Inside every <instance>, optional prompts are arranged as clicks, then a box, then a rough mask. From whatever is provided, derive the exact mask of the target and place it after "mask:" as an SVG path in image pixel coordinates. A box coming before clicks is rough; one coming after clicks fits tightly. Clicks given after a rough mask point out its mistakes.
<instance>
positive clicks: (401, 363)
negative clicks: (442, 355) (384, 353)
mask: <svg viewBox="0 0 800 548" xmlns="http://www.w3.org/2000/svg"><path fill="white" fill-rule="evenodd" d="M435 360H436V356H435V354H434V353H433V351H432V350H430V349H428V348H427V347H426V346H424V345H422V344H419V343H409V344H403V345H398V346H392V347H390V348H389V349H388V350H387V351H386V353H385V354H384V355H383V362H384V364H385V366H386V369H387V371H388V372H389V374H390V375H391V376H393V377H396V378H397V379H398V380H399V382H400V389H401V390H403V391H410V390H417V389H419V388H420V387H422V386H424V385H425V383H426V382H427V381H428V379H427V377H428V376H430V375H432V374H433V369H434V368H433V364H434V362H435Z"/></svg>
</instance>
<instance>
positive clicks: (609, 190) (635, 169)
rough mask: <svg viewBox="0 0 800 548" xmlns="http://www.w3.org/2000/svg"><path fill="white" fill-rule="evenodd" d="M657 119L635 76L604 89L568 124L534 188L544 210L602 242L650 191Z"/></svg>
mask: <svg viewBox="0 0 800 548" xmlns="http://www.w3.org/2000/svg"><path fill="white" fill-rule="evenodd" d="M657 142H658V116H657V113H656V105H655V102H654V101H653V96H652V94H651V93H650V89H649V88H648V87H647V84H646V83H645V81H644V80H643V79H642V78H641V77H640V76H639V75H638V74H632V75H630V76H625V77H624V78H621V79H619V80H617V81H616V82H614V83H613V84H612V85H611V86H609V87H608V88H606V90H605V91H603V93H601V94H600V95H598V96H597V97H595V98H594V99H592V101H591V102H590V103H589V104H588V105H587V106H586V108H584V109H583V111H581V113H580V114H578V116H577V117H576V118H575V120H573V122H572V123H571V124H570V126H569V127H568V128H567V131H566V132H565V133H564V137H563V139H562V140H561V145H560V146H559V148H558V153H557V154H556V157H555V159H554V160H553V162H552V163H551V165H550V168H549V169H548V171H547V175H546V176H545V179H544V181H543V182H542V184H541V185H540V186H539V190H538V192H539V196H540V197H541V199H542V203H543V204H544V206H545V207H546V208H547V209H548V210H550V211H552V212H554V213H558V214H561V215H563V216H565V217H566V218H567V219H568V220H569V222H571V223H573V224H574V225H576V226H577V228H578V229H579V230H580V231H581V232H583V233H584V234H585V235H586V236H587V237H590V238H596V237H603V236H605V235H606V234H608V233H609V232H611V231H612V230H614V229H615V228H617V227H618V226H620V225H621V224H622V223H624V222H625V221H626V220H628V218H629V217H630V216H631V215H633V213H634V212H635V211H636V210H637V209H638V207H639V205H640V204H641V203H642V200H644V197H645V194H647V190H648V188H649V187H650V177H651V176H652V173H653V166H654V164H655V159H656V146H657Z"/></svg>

^^^^^^^^^^^^^^^^

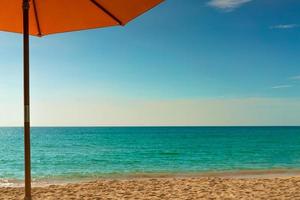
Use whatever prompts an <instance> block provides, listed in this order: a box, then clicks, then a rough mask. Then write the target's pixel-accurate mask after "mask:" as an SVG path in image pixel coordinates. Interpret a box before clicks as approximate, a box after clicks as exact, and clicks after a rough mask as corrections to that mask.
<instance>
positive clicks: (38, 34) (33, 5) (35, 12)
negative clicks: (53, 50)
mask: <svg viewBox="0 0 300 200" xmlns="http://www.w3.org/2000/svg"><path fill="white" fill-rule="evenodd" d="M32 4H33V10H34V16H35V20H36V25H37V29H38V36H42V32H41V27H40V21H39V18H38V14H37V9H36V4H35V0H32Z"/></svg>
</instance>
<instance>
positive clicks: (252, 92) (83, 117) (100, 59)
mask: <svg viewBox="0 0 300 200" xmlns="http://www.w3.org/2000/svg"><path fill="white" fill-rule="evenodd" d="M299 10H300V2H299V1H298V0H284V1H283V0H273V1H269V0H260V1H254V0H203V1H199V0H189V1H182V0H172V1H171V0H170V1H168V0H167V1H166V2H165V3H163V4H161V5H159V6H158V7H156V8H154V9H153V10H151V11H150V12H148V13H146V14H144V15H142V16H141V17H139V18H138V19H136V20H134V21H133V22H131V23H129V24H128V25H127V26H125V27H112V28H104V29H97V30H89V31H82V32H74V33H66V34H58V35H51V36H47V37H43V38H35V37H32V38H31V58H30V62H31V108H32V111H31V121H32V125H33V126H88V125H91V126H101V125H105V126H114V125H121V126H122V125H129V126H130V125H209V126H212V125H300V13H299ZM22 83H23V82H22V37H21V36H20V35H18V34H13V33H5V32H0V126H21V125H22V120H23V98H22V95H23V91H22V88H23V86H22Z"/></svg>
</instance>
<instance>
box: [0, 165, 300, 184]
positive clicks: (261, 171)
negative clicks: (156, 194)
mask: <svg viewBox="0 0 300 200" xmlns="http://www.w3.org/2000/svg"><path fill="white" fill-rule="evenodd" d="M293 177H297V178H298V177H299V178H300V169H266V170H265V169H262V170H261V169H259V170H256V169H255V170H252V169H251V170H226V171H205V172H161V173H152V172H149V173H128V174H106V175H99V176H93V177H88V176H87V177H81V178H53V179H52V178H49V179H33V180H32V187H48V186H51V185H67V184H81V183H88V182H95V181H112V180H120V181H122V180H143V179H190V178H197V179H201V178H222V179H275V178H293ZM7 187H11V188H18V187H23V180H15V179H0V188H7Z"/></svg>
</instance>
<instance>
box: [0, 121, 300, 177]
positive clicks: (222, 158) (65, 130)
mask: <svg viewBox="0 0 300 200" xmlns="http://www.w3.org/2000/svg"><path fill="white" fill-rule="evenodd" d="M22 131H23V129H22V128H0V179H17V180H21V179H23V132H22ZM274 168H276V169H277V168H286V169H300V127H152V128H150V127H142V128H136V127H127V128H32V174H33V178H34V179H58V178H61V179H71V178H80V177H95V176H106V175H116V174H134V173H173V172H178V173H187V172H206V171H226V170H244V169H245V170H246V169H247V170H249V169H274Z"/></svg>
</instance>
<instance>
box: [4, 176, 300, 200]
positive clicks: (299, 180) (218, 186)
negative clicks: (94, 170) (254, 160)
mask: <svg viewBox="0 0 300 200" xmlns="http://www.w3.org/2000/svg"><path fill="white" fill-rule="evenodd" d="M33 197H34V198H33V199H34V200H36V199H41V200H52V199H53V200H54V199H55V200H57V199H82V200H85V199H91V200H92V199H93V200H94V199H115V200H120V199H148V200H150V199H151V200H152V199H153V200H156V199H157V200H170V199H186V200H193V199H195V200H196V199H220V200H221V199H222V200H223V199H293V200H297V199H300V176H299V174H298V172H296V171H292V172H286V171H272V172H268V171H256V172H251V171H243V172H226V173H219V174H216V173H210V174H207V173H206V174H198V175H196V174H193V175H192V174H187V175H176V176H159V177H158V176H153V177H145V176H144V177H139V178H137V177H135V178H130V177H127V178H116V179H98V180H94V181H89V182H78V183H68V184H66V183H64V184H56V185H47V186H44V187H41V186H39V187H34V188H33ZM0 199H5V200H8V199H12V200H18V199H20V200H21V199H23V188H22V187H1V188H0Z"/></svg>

^^^^^^^^^^^^^^^^

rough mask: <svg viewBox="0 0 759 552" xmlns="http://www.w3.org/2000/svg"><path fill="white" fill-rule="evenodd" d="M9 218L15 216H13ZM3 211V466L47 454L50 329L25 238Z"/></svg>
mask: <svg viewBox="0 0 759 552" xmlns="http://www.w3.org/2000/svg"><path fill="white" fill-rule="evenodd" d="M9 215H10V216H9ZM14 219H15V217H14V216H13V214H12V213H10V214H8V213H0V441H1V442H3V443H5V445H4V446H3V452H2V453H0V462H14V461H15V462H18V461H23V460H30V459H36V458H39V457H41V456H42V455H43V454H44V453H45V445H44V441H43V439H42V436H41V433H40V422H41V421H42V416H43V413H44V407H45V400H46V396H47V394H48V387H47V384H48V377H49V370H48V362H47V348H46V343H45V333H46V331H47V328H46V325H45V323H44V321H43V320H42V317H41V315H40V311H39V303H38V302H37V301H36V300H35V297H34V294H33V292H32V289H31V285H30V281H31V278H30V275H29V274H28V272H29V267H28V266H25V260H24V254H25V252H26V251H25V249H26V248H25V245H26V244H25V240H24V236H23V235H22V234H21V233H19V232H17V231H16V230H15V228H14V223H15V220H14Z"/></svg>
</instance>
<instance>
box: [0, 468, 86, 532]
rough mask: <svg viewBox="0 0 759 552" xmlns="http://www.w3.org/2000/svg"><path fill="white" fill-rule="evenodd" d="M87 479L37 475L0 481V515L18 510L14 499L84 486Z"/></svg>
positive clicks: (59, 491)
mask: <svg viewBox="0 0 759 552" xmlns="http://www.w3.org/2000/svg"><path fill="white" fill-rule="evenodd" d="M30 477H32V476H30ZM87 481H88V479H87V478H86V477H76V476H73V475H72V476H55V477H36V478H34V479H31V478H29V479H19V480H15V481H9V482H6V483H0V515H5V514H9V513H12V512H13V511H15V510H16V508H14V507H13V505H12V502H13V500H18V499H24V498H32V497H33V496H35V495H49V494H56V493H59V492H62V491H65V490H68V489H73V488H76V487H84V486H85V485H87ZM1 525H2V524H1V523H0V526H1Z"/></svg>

^^^^^^^^^^^^^^^^

→ **What is needed**: Find each line above that contains the string "exact" and copy those lines out in full, treating uppercase and lowercase as different.

→ **Exercise answer**:
Inside every <instance>, optional prompts are arranged as clicks, then a box, then a rough mask. From whatever is provided, derive the exact mask of the target and place it after "mask:" as an SVG path in image pixel coordinates. A box coming before clicks is rough; one coming after clicks fits tightly. Clicks given after a rough mask point out its mistakes.
Use whatever prompts an <instance> block provides, listed in this order: a box, then clicks, then a rough mask. Then write the target's pixel-accurate mask after "mask:" as an SVG path in image pixel coordinates. Interpret a box before clicks as approximate, a box after clicks as exact, and clicks after a rough mask as corrections to that mask.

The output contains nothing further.